**WHAT TO PRODUCE**
Return every line of the material exactly.

Stored data entries:
◇ ◇ ◇ ◇ ◇ ◇ ◇
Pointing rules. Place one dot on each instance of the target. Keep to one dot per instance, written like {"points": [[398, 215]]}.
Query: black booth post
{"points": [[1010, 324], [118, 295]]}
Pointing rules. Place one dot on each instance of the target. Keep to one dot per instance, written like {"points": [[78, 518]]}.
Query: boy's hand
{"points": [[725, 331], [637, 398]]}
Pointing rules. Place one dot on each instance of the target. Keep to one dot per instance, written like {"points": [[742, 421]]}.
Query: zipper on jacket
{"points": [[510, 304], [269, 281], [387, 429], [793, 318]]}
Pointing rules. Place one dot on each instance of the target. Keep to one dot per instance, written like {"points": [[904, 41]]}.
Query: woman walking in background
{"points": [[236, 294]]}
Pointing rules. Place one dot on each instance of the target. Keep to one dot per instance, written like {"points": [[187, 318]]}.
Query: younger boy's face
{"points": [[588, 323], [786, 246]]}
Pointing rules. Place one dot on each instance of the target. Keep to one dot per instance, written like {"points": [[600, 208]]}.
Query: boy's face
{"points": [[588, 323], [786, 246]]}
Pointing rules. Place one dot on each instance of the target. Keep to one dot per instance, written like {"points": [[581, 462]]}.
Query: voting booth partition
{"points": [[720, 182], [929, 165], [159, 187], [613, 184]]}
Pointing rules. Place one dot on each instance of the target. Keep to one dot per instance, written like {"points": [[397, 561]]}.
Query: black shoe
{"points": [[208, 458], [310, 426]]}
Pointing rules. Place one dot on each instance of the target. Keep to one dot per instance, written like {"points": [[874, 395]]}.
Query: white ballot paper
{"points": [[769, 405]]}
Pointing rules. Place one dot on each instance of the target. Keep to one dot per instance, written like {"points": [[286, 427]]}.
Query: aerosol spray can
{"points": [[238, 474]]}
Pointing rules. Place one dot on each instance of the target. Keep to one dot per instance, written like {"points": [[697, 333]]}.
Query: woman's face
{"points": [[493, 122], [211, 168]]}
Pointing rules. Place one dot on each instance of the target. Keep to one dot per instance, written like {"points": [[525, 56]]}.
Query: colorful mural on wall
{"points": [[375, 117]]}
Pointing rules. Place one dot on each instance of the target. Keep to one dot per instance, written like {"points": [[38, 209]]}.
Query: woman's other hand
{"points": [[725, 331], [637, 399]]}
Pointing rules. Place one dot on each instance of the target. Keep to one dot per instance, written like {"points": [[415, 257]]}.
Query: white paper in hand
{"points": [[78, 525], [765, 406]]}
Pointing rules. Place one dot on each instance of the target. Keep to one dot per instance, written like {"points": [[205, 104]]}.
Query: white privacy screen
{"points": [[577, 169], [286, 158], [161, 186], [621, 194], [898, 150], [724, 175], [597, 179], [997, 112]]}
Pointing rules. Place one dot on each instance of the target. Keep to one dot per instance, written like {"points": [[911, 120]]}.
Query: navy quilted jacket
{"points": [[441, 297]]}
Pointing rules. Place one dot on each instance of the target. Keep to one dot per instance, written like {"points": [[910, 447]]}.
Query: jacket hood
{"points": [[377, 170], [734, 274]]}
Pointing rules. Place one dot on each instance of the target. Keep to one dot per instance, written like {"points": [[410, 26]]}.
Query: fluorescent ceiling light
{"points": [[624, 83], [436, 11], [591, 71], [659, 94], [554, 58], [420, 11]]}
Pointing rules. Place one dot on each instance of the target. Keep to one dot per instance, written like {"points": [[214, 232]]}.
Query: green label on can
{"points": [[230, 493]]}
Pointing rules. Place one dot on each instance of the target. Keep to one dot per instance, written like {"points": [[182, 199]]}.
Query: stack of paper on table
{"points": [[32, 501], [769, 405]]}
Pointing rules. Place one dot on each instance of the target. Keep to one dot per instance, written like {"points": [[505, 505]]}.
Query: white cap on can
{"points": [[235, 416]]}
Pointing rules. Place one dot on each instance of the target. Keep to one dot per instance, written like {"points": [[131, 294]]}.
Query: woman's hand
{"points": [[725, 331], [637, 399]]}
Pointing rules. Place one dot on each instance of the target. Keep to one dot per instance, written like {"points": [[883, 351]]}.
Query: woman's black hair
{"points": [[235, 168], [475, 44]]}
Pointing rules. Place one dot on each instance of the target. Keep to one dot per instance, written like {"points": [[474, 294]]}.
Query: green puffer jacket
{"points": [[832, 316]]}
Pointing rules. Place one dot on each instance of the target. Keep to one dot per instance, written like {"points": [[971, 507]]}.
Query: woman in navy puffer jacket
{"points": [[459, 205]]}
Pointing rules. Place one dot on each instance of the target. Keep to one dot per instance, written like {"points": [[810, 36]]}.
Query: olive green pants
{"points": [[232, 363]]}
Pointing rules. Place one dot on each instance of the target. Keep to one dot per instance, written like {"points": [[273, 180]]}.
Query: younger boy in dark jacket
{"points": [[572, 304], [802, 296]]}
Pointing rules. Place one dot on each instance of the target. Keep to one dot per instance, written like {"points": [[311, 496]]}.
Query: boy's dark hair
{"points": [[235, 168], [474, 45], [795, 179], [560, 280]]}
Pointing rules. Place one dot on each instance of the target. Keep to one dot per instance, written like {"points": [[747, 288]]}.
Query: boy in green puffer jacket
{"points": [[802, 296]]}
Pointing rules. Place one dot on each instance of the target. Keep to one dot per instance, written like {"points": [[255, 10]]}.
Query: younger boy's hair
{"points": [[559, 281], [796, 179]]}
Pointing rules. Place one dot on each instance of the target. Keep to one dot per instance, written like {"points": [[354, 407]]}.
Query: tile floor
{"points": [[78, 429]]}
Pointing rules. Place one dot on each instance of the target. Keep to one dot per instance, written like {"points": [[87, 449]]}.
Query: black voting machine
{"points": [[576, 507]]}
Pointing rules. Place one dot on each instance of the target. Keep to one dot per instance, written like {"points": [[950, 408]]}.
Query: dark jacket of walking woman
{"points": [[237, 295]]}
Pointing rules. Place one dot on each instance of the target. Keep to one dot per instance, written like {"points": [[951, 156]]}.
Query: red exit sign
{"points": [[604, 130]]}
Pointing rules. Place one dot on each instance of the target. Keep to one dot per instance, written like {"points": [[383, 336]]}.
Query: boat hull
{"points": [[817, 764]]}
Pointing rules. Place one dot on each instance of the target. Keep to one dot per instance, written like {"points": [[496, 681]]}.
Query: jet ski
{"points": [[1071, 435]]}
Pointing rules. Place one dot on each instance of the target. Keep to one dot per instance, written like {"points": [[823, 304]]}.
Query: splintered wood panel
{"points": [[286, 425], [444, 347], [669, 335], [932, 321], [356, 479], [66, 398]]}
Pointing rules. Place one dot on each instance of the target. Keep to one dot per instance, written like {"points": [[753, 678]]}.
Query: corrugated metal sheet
◇ ◇ ◇ ◇ ◇ ◇ ◇
**EXERCISE SOLUTION**
Pointing rules. Place one dot on each instance of the target. Keep to one dot per instance, written like {"points": [[398, 215]]}.
Query: black booth post
{"points": [[1010, 324], [118, 295]]}
Pointing rules. Place one dot on each instance of the target. Keep to one dot per instance, written like {"points": [[78, 518]]}.
Query: boy's hand
{"points": [[725, 331], [637, 398]]}
Pointing rules. Place one dot on each instance of the target. Keep to one dot per instance, written like {"points": [[742, 421]]}.
Query: zipper on jacket
{"points": [[510, 304], [269, 281], [387, 429], [793, 318]]}
Pointing rules. Place one dot on each instance of the target. Keep to one dot per instance, written like {"points": [[904, 41]]}.
Query: woman walking in background
{"points": [[236, 294]]}
Pointing rules. Place one dot on each instance of the target. Keep to one dot per instance, written like {"points": [[187, 318]]}.
Query: younger boy's face
{"points": [[588, 323], [786, 246]]}
Pointing rules. Place one dot on each instance of the target. Keep to one dot per instance, written like {"points": [[600, 208]]}.
Query: boy's face
{"points": [[588, 323], [786, 246]]}
Pointing rules. Place one dot on each instance of the target. Keep to one dot per instance, written like {"points": [[581, 462]]}.
Query: voting booth partition
{"points": [[720, 182], [929, 165], [159, 187], [613, 184]]}
Pointing rules. Place one dot on each instance of the target. Keep to one dot per instance, written like {"points": [[397, 561]]}.
Query: black shoe
{"points": [[208, 458], [310, 426]]}
Pointing rules. Place one dot on each instance of the target. Keep to one dot per instance, written like {"points": [[874, 395]]}.
Query: white ballot paper
{"points": [[769, 405]]}
Pointing rules. Place one dot on each instance of the target. Keep to one dot per instance, written like {"points": [[286, 427]]}.
Query: aerosol spray can
{"points": [[238, 474]]}
Pointing rules. Place one dot on each instance of the target. Keep to one dot per instance, written like {"points": [[697, 333]]}.
Query: woman's face
{"points": [[493, 122], [211, 168]]}
Pointing rules. Place one dot on each instance of the target. Keep to one dot per instance, written like {"points": [[525, 56]]}.
Query: colorful mural on wall
{"points": [[375, 117]]}
Pointing rules. Place one dot on each instance of the target. Keep to one dot per instance, written like {"points": [[38, 209]]}.
Query: woman's other hand
{"points": [[725, 331], [637, 399]]}
Pointing rules. Place one dot on each instance of the target. Keep to one dot per instance, written like {"points": [[415, 257]]}.
Query: white paper in hand
{"points": [[78, 525], [765, 406]]}
Pointing rules. Place one dot on each instance of the target. Keep to one dot per instance, written like {"points": [[205, 104]]}.
Query: white privacy screen
{"points": [[577, 169], [286, 158], [161, 186], [621, 194], [898, 150], [724, 175], [597, 179], [997, 112]]}
Pointing rules. Place one dot on each instance of the target. Keep to one dot per instance, written like {"points": [[911, 120]]}.
Query: navy quilted jacket
{"points": [[441, 297]]}
Pointing rules. Place one dot on each instance of the target. Keep to one dot per instance, written like {"points": [[910, 447]]}.
Query: jacket hood
{"points": [[377, 170], [734, 274]]}
Pointing rules. Place one dot on each instance of the target. Keep to one dot per instance, written like {"points": [[410, 26]]}.
Query: fluorescent ceiling light
{"points": [[624, 83], [436, 11], [591, 71], [659, 94], [554, 58], [420, 11]]}
Pointing rules. Place one dot on each instance of the target. Keep to one dot per instance, written like {"points": [[214, 232]]}.
Query: green label on can
{"points": [[230, 493]]}
Pointing rules. Place one dot on each instance of the target. Keep to one dot per instance, written like {"points": [[182, 199]]}.
Query: stack of paper on table
{"points": [[32, 501], [769, 405]]}
Pointing rules. Place one dot on each instance of the target. Keep to one dot per instance, written like {"points": [[505, 505]]}.
Query: white cap on can
{"points": [[235, 416]]}
Pointing rules. Place one dot on each instance of the target. Keep to one dot per instance, written like {"points": [[131, 294]]}.
Query: woman's hand
{"points": [[725, 331], [637, 399]]}
Pointing rules. Place one dot on each instance of the target. Keep to one dot per instance, written like {"points": [[883, 351]]}.
Query: woman's black hair
{"points": [[235, 168], [475, 44]]}
Pointing rules. Place one dot on each instance of the target. Keep to one dot per instance, written like {"points": [[474, 294]]}.
Query: green puffer jacket
{"points": [[832, 316]]}
Pointing rules. Place one dot on each instance of the target. Keep to one dot per instance, written like {"points": [[971, 507]]}.
Query: woman in navy puffer jacket
{"points": [[459, 205]]}
Pointing rules. Place one dot on each instance of the target. Keep to one dot per instance, written like {"points": [[810, 36]]}.
Query: olive green pants
{"points": [[232, 363]]}
Pointing rules. Place one dot on each instance of the target. Keep to one dot per instance, written like {"points": [[273, 180]]}.
Query: younger boy in dark jacket
{"points": [[572, 304], [802, 296]]}
Pointing rules. Place one dot on each instance of the target. Keep to one dot per instance, written like {"points": [[311, 496]]}.
Query: boy's dark hair
{"points": [[235, 168], [474, 45], [795, 179], [560, 280]]}
Pointing rules. Place one dot on each instance of the target. Keep to one dot per instance, written like {"points": [[747, 288]]}.
Query: boy in green puffer jacket
{"points": [[802, 296]]}
Pointing rules. Place one dot on each instance of the target. Keep to one dot per instance, written like {"points": [[255, 10]]}.
Query: younger boy's hair
{"points": [[559, 281], [796, 179]]}
Pointing rules. Place one dot on each instance of the target. Keep to one dot per instance, written like {"points": [[354, 407]]}.
Query: tile floor
{"points": [[78, 429]]}
Pointing rules. Place one dot on each instance of the target. Keep to one dot per instance, written like {"points": [[87, 449]]}.
Query: black voting machine
{"points": [[576, 507]]}
Pointing rules. Place one dot on each instance of the target. Keep to one dot per instance, written like {"points": [[950, 408]]}.
Query: dark jacket of walking woman
{"points": [[237, 295]]}
Pointing rules. Place one dot on each instance of the target. Keep to one dot per instance, written like {"points": [[951, 156]]}.
Query: red exit sign
{"points": [[604, 130]]}
Pointing rules. Place one dot on each instance of the target. Keep to one dot per instance, written like {"points": [[383, 336]]}.
Query: boat hull
{"points": [[817, 764]]}
Pointing rules. Place one dot on each instance of the target. Keep to one dot per instance, written like {"points": [[496, 681]]}.
Query: jet ski
{"points": [[1071, 435]]}
Pointing rules. Place one dot on each instance of the target. Keep to one dot per instance, written like {"points": [[823, 304]]}.
Query: splintered wood panel
{"points": [[286, 425], [444, 347], [669, 335], [932, 321], [356, 479], [66, 398]]}
Pointing rules. Place one dot on each instance of the target. Keep to one dot per instance, written like {"points": [[753, 678]]}.
Query: corrugated metal sheet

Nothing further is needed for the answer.